Repeat verbatim the lines of the data below, beginning with the line containing "Where can you spot the cloudy" and continuing to the end.

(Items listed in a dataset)

────────────────────

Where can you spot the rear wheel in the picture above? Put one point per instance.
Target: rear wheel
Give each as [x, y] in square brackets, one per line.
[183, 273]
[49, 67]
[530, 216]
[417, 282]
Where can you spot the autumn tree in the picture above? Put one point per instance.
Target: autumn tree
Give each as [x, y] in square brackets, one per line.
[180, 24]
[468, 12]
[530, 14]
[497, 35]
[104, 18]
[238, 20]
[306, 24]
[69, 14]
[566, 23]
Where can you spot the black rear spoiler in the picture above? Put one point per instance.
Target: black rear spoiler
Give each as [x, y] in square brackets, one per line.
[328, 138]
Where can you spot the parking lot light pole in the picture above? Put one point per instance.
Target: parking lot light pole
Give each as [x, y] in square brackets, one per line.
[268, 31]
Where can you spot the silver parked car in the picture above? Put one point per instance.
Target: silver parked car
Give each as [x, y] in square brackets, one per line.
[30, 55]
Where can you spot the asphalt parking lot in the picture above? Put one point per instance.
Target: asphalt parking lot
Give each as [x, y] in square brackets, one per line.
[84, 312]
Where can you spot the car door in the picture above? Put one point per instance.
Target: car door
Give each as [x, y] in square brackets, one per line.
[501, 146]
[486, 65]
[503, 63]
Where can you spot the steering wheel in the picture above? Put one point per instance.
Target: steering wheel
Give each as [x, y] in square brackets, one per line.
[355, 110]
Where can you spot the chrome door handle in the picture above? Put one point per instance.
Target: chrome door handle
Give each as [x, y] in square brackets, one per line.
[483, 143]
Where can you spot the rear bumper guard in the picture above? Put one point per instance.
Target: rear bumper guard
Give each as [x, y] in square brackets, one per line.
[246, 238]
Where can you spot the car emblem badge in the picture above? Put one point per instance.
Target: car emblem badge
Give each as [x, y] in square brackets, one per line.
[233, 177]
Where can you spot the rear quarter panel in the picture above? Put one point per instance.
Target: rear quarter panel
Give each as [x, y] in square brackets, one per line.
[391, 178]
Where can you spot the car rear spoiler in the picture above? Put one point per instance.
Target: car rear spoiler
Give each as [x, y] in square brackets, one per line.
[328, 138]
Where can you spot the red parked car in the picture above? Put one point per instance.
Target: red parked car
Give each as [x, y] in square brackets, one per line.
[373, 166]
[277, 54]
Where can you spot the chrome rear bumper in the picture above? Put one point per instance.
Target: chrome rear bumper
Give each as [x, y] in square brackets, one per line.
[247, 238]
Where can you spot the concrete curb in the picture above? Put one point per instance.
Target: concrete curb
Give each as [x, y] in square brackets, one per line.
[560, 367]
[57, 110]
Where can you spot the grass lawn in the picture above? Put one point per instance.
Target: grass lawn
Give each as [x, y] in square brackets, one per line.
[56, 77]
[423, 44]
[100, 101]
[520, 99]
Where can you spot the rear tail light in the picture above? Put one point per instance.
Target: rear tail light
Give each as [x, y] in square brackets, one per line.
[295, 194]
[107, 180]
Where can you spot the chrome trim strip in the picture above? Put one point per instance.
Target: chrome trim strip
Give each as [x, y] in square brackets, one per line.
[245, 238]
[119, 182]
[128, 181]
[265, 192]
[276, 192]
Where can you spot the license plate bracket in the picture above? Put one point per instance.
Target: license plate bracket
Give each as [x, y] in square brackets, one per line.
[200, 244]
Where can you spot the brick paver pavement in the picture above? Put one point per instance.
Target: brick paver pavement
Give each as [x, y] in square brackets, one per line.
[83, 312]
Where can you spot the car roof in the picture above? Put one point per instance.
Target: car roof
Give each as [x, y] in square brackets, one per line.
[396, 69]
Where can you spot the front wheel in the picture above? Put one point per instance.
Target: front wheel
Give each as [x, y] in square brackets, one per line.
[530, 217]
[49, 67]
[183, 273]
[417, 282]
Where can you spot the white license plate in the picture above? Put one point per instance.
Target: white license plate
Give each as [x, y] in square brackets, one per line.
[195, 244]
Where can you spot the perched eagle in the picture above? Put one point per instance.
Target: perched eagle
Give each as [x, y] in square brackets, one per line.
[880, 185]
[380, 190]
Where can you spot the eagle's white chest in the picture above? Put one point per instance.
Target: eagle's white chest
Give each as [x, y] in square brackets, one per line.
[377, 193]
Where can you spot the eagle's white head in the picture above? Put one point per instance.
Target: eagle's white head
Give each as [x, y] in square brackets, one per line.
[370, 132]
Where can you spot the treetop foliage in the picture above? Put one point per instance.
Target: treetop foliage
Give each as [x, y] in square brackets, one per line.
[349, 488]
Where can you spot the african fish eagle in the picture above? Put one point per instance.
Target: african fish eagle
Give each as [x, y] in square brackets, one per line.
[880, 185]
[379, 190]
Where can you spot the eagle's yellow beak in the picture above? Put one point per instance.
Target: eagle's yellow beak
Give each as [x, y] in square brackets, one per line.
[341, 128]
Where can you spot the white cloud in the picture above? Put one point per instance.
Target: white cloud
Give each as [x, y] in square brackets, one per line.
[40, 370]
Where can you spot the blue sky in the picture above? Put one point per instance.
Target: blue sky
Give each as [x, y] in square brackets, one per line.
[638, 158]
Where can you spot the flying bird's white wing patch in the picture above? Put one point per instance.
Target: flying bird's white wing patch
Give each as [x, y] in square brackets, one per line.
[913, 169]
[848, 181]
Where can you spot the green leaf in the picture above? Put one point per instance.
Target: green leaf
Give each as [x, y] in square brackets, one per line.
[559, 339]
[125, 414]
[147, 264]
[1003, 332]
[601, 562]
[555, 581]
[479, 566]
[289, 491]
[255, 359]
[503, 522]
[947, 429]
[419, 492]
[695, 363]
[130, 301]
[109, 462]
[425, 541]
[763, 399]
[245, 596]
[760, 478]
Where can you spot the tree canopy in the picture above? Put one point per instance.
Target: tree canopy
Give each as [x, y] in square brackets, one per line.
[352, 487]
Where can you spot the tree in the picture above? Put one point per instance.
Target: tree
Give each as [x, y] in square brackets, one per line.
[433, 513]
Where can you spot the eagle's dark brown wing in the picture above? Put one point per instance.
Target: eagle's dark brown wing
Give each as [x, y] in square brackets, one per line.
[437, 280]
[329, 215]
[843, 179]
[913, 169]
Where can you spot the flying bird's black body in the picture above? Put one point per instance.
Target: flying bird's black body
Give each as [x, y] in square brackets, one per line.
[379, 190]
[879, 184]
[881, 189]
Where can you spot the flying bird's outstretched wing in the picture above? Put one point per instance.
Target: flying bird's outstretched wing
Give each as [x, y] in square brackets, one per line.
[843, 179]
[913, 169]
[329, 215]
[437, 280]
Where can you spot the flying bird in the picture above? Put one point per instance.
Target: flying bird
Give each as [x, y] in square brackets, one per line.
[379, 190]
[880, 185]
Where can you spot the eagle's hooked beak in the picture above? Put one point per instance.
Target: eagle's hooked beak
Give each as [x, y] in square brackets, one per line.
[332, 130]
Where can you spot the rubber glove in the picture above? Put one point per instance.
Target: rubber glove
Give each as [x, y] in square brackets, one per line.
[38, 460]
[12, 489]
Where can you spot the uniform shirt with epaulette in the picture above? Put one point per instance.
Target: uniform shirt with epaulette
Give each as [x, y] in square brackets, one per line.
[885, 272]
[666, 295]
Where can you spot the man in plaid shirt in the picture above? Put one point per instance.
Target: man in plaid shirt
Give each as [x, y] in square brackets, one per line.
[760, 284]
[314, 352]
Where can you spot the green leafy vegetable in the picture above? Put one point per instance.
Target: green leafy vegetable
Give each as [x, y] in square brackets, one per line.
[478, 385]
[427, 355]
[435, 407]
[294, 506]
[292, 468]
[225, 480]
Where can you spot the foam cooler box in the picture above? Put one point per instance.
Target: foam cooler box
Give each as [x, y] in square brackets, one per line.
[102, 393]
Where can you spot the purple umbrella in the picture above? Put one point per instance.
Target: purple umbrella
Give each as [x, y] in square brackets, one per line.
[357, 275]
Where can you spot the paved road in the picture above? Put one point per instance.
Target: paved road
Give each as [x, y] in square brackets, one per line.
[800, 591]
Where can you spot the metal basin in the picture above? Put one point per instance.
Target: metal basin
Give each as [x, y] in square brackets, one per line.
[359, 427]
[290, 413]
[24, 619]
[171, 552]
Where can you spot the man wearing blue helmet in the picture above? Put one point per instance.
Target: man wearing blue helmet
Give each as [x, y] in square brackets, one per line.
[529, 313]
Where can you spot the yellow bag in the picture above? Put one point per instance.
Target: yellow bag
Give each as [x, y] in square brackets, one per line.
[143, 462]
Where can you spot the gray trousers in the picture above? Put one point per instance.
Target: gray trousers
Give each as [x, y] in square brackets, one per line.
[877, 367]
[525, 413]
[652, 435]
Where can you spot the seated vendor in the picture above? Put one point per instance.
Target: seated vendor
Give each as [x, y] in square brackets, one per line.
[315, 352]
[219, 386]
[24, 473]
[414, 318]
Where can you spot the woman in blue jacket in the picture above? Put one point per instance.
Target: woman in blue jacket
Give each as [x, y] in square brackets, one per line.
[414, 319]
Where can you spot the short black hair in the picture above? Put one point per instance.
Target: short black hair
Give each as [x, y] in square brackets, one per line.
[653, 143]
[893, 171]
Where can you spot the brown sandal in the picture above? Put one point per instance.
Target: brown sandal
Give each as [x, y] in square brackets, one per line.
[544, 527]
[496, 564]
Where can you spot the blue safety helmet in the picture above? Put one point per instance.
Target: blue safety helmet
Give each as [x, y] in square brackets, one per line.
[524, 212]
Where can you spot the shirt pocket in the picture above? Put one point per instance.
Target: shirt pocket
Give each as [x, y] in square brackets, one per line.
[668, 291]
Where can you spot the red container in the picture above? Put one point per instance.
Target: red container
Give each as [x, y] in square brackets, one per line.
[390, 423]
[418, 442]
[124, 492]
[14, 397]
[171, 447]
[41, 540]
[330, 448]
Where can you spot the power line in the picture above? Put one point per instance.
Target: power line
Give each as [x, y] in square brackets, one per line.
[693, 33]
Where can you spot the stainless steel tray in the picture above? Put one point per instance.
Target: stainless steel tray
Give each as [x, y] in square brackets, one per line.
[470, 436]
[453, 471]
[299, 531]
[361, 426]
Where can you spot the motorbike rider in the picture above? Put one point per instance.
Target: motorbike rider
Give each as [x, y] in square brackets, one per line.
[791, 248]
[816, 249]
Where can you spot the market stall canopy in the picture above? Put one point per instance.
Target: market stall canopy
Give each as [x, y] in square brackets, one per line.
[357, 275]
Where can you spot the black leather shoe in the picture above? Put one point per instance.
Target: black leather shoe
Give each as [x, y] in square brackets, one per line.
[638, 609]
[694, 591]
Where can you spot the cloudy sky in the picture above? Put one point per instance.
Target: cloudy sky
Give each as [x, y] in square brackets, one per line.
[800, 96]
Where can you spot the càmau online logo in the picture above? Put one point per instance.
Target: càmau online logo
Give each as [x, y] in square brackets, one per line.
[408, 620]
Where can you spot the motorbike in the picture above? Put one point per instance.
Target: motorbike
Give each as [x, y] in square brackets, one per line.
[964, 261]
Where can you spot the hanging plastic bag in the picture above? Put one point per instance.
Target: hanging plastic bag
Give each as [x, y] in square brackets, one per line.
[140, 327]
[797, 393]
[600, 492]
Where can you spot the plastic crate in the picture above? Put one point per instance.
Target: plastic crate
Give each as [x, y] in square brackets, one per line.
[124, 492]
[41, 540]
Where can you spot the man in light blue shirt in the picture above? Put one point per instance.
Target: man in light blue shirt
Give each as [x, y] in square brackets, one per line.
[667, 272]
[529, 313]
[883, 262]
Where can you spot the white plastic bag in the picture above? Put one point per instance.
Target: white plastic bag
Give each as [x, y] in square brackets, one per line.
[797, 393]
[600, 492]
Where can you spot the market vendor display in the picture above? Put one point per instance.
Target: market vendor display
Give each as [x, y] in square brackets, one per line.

────────────────────

#### Exercise solution
Where can you spot the cloudy sky in the picture above? Put one point per instance.
Target: cloudy sky
Give each as [x, y] in square brackets, one per line.
[800, 96]
Where can you spot the càmau online logo in the picture above? Put one point per instance.
Target: càmau online logo
Give each as [x, y] in square brackets, one per line.
[408, 620]
Where can you spot the motorbike in the picture above? Put one point per instance.
Target: motorbike
Give each as [x, y] in square brackets, one per line.
[964, 261]
Where can you spot the hanging plastic bag in the picture above? Put one point per instance.
Target: hanging plastic bag
Give each as [x, y] in square brackets, one per line.
[140, 327]
[797, 393]
[600, 492]
Where can you spot the plastic crate in the picture above? Put one point per instance.
Target: plastic crate
Give each as [x, y] in square brackets, one per line.
[124, 492]
[41, 540]
Where can you spot the man in light blue shirt in the picture above? Put one point per instance.
Target: man in light blue shirt
Give each as [x, y] in square brackets, one per line.
[667, 272]
[529, 313]
[883, 262]
Where can you spot the white plastic bag in the picture above? Put one point per instance.
Target: white plastic bag
Give each as [x, y] in square brackets, one per line.
[797, 393]
[600, 492]
Where can you spot the market vendor display in the picture above? Put one point per instance.
Target: market vendor display
Give each as [x, y] in square brackets, one per line.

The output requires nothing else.